**Task list:**
[1] The glycerol boiling-point thread names some smaller molecules whose boiling points are also raised by hydrogen bonding. List all of them.
[2] Continue the glycerol boiling-point thread from its last sentence.

**Page:**
○ ○ ○ ○ ○ ○ ○

Why does glycerol have a higher normal boiling than triacetin, #HC{OC(=O)CH_3}_3#, even though the latter molecule has a higher molecular mass?

1 Answer
Nov 24, 2016

Answer:

What intermolecular force exists in the triol, #"glycerol"#, that does not exist in the ester?

Explanation:

The answer is #"hydrogen bonding"#. #"Glycerol"#, #H_2C(OH)CH(OH)CH_2(OH)# is extremely viscous, and is quite involatile, #"b.p = 290"^@C#. Clearly, the degree of intermolecular force, i.e. the force BETWEEN molecules, is substantial. And that intermolecular force is likely hydrogen-bonding, which is also repsonsible for the elevated boiling points of #OH_2#, #NH_3#, and #HF#, much smaller molecules, but also where hydrogen-bonding operates decisively.

○ ○ ○ ○ ○ ○ ○

**Data:**
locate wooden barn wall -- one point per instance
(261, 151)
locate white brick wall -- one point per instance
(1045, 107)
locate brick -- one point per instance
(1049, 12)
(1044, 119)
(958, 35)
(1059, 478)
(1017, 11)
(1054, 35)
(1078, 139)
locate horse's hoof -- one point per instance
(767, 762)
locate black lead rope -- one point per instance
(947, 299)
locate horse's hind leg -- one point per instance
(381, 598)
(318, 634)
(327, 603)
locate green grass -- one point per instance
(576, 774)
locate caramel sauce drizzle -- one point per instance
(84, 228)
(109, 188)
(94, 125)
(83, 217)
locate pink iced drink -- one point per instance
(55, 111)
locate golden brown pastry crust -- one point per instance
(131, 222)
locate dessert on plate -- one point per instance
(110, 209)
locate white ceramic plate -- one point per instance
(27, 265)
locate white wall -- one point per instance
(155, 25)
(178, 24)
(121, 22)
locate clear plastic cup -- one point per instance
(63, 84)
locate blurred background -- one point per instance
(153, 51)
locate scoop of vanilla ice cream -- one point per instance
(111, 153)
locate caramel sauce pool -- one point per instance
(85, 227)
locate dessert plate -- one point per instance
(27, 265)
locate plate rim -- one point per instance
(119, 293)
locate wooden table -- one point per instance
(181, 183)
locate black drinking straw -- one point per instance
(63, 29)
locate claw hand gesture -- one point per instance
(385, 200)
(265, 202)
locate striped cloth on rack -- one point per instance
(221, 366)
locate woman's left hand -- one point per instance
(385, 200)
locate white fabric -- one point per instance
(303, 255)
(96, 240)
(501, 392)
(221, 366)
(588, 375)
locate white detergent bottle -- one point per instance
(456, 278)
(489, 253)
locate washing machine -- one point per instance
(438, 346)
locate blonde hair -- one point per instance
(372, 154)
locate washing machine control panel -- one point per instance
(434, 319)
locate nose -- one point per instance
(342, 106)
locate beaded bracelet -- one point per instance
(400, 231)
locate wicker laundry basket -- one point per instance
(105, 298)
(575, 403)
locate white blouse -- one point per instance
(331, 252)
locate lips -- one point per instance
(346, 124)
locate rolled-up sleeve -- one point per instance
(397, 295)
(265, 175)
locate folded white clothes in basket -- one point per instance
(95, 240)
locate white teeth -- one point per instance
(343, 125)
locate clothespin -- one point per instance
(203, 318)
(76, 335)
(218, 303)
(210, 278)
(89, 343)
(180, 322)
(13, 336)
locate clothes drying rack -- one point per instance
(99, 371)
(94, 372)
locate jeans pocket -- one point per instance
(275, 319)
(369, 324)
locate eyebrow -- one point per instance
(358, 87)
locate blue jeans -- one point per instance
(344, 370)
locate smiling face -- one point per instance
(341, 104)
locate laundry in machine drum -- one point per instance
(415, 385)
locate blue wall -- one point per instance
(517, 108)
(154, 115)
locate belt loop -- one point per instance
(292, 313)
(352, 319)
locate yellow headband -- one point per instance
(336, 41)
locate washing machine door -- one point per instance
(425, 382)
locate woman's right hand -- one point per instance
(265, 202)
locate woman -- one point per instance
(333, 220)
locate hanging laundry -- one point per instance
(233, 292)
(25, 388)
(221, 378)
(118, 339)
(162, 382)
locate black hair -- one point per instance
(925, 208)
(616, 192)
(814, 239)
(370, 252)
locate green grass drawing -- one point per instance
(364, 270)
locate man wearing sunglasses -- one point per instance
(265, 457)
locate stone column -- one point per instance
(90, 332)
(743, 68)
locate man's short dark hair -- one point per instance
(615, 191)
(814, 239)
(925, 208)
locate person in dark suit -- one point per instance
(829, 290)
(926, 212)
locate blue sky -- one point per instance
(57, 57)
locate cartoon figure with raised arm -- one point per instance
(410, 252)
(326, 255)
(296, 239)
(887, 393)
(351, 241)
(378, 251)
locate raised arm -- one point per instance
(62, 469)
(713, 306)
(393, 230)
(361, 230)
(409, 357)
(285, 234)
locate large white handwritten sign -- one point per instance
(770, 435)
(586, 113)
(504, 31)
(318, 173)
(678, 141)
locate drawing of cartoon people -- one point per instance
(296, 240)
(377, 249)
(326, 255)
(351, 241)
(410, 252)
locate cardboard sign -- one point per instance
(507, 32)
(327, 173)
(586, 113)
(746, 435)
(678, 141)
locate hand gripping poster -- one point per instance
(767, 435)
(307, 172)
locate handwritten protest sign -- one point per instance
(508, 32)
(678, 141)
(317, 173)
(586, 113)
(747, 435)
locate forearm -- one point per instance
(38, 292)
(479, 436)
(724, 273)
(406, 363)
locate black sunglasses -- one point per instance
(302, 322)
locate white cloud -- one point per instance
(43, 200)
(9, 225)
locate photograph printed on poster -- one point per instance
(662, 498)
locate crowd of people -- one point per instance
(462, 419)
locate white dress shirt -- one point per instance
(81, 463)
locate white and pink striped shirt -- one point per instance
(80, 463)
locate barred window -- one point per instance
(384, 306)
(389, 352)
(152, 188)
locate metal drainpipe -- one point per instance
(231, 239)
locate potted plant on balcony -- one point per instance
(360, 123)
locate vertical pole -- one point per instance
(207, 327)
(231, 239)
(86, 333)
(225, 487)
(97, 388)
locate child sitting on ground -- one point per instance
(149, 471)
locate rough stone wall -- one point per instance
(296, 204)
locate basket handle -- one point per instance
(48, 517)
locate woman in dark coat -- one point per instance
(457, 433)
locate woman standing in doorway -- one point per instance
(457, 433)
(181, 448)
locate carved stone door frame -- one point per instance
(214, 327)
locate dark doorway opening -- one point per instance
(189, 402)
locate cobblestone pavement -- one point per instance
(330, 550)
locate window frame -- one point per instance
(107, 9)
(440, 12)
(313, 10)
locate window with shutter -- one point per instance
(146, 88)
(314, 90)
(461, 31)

○ ○ ○ ○ ○ ○ ○

**Results of the exercise:**
[1] OH_2, NH_3, HF

[2]
On the other hand, its triester with 3 equiv acetic acid (which I think is commonly called #"triacetin"#), removes this intermolecular force by eliminating the alcoholic function. The result?

The normal boiling point of triacetin is #"b.p = 259 "^@C#, substantially lower than glycerol, even though glycerol has LESS dispersion forces in that it is a smaller molecule. Hydrogen bonding WINS as an intermolecular force.